Job 1
Copy the gdspy rounding thread from "That's odd, because" up to and including "the gdspy case).", switching "documentation" to "manual".
Job 2
Answer these questions on the gdspy rounding thread:
(a) What kind of values does geometry in a GDS file use, according to the thread?
(b) Who is quoted as saying the geometries are the same apart from residual differences related to number rounding?
(c) On what date did heitzmann comment?
Job 3
Write the next part of the gdspy rounding thread, picking up after its final line.

— begin Page extract —

But this point, mentioned by Serge, is worrisome: "the geometries are the same with some residual differences related to number rounding". The geometries should be exactly the same (after merge operation). If there is a difference due to number rounding or grid snapping - this is a big problem, in my opinion (in gdspy or elsewhere). Geometry in GDS file is integer, and geometries from two GDS files corresponding to the same design should be exactly the same, not within any tolerance.

Maxim

from gdspy.

heitzmann commented on July 19, 2024

That's odd, because the documentation does not indicate that the behavior off round depend on the OS, specially when rounding to an integer (as in the gdspy case).

from gdspy.

— end Page extract —
— begin Raw records —

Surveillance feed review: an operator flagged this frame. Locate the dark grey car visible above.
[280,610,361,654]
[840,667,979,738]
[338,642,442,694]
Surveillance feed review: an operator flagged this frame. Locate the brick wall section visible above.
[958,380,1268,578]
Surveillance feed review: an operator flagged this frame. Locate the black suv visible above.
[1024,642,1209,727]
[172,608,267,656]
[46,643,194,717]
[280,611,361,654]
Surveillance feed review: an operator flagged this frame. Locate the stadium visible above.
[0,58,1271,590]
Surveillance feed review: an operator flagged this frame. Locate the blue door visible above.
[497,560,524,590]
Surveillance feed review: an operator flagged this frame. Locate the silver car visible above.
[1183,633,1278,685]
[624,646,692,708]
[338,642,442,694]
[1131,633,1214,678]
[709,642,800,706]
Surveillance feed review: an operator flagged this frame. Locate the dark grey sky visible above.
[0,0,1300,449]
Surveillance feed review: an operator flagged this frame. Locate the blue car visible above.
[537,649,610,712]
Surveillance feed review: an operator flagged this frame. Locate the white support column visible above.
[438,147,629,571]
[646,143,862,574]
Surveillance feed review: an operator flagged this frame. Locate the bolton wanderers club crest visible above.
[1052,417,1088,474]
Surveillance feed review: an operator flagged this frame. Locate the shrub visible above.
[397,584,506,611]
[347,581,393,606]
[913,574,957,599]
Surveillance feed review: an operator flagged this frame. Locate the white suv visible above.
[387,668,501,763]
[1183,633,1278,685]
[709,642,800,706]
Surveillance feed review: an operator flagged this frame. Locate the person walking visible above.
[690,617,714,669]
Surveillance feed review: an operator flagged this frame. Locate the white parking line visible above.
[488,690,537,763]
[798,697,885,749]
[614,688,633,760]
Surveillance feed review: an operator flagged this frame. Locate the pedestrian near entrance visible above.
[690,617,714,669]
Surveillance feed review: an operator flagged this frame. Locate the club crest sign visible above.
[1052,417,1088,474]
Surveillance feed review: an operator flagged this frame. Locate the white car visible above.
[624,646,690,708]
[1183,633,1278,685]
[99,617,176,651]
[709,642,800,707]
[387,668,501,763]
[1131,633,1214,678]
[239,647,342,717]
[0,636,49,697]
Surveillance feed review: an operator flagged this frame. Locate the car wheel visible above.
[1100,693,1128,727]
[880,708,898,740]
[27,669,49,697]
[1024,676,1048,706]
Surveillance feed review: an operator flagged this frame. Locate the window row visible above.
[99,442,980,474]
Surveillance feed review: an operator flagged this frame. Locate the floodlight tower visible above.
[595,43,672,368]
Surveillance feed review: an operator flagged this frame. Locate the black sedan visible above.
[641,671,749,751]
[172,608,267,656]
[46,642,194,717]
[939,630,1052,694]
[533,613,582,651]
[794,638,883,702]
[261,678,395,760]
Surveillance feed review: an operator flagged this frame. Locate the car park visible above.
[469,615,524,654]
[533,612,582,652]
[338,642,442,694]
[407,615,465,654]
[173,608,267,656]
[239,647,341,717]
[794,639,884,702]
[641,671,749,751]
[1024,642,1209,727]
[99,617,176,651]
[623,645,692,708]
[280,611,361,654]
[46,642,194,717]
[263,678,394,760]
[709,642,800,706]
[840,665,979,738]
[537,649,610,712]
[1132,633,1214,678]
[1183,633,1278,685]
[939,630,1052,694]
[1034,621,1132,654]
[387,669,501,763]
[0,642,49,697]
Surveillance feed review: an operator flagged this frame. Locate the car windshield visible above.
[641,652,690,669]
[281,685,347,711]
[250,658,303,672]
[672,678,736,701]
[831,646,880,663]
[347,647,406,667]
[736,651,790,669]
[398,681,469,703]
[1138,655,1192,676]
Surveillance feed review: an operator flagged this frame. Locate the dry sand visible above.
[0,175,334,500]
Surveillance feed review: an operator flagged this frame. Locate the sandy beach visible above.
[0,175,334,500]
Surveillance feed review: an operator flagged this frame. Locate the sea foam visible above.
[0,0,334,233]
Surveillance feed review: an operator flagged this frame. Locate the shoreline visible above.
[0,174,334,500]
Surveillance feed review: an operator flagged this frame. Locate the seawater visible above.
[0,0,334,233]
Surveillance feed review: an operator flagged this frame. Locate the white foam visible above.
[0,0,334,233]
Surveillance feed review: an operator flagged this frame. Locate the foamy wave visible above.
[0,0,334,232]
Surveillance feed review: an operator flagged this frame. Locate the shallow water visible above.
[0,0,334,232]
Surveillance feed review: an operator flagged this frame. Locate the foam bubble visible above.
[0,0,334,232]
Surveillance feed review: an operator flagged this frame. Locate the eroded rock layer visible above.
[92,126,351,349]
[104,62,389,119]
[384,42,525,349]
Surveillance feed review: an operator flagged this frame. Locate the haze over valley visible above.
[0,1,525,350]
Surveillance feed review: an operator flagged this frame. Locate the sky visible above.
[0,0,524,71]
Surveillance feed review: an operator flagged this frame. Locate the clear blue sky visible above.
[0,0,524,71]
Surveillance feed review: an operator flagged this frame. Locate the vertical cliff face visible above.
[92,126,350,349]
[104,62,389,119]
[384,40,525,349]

— end Raw records —

Expected output 1
That's odd, because the manual does not indicate that the behavior off round depend on the OS, specially when rounding to an integer (as in the gdspy case).

Expected output 2
(a) Integer values.
(b) Serge.
(c) July 19, 2024.

Expected output 3
rosivda commented on July 19, 2024

@heitzmann Great suggestion! Overnight, we have rebuilt our libraries on 6 different machines - 4 Windows 10 and 2 Mac OS X. This time, however, we used ordered collections. Then we hashed the results eliminating all timestamps. All the Windows machines produced identical hashes. So did the two Mac machines. In 50% of instances, hashes between Windows and Mac were the same. In the cases where hashes between Windows and Mac were not the same, the file sizes remained the same, except for one instance when both hashes and file sizes differed (528067070 vs 528067870 bytes).
For practical reasons, we are very satisfied with this outcome as we can now use a simple sys.platform call to compare to the platform-specific hashes, regardless of hardware.
@explorer2011 One lingering question does remain - what is causing the platform dependency of binaries? Our layouts are generated from complex optimizations calling third-party libraries. I can only speculate that somewhere upstream in numpy, scipy, etc there is a platform-specific numerical difference that exists, but I am not sure. While not a priority, I will re-open and update this stream down the road if we are able to answer this question definitively.
Thanks for all your help and suggestions.

from gdspy.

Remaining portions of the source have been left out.